▶ DATA:
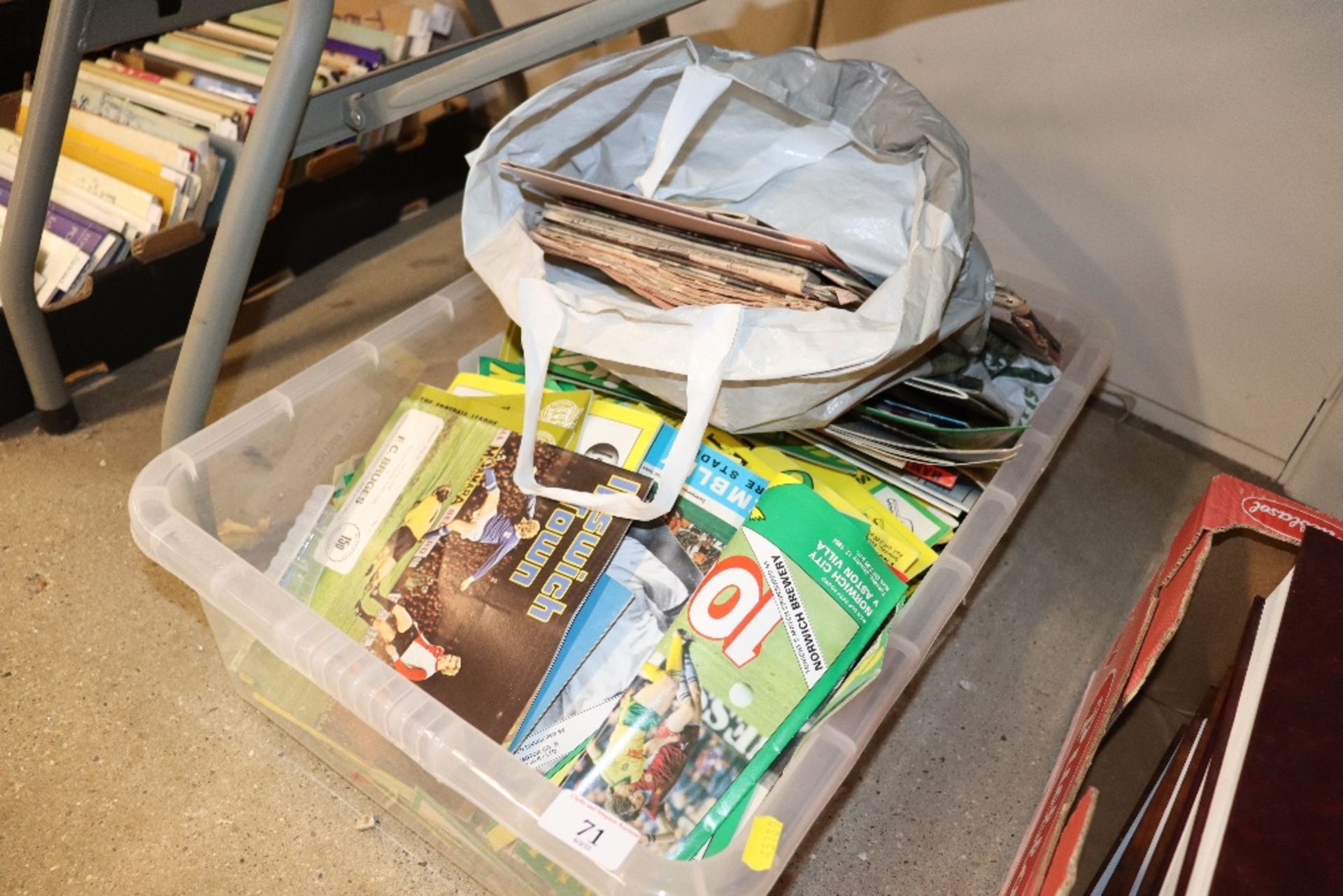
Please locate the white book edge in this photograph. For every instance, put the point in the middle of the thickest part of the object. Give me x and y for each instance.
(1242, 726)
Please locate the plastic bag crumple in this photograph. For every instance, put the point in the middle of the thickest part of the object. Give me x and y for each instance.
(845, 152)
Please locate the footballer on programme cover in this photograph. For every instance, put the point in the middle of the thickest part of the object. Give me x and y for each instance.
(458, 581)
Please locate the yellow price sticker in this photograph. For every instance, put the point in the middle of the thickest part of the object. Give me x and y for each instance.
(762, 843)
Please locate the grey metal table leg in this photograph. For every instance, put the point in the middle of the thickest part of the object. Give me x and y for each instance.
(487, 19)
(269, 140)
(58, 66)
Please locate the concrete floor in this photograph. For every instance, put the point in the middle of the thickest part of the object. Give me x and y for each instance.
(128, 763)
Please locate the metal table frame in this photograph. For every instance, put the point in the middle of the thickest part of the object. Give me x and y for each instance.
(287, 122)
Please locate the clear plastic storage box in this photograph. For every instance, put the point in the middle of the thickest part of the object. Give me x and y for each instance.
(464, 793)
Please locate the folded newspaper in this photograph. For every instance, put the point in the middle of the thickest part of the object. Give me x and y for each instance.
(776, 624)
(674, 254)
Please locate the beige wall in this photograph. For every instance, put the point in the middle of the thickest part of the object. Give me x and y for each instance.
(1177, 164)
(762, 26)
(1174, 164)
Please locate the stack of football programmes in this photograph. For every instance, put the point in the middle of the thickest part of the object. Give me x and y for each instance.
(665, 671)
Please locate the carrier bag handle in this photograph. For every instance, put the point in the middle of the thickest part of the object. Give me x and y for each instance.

▶ REQUIREMENTS:
Write the listing out a second time exactly, dropping all images.

▶ TASK RESPONSE:
Please locate the white book edge in this photograph. For every instance, put the point in the middle of the thickest part of the object. Give me x and y for each instance.
(1242, 726)
Please locate the plastic bag crumple in this photograph. For every instance, put the point in the middle of the thickest part of the object. Give me x and y for each instance.
(845, 152)
Please locate the footballer on programme cover in this photograph. For every instance, put the point in the middle of the thickest part of the object. Give me x and y for each instance.
(458, 581)
Please locate the yellow price sticker in this photograph. For every instance, put the point in the middle of the thickest part of the object. Give me x and y for each instance.
(762, 843)
Please locate the grey metal table leg in this photograph. For every instance, put the point in the middle of the thickest part of the object. Give me x and y for each instance.
(487, 19)
(269, 140)
(58, 66)
Please locate the concrete floor in this photograph. For every instance, put the point in the middle of the thickest part of the object. Give me x and y for each instance.
(128, 763)
Please locate the metal table frame in this photograph. For every instance, put the point in the middle of the thickest part of the object. Give me x and y for each instance.
(287, 122)
Please locate the clear plastic storage box in this photograph. For every instance, put the point in the middle of the thickest part of the object. Give me x and y for each instance.
(464, 793)
Please locate the folded newspaper in this photograph. For every instance, put the point in the middle of the thickest part of the object. Give me x and y for each instance.
(776, 624)
(674, 254)
Please locate the beige wall in this photograph. For every instance, put the point in the middle of the thickest part of the object. Give me x and y for each instance.
(1177, 164)
(762, 26)
(1174, 164)
Please locate the stack of football programmes in this photograph. For every instance, put the point in the middle of the thickest part of the object. Give me x and y for each instance.
(665, 671)
Please locate the carrier bag handle in this photograph. For every instance, put the point in the middle of the thickest part of the object. Give me x and y for each instance.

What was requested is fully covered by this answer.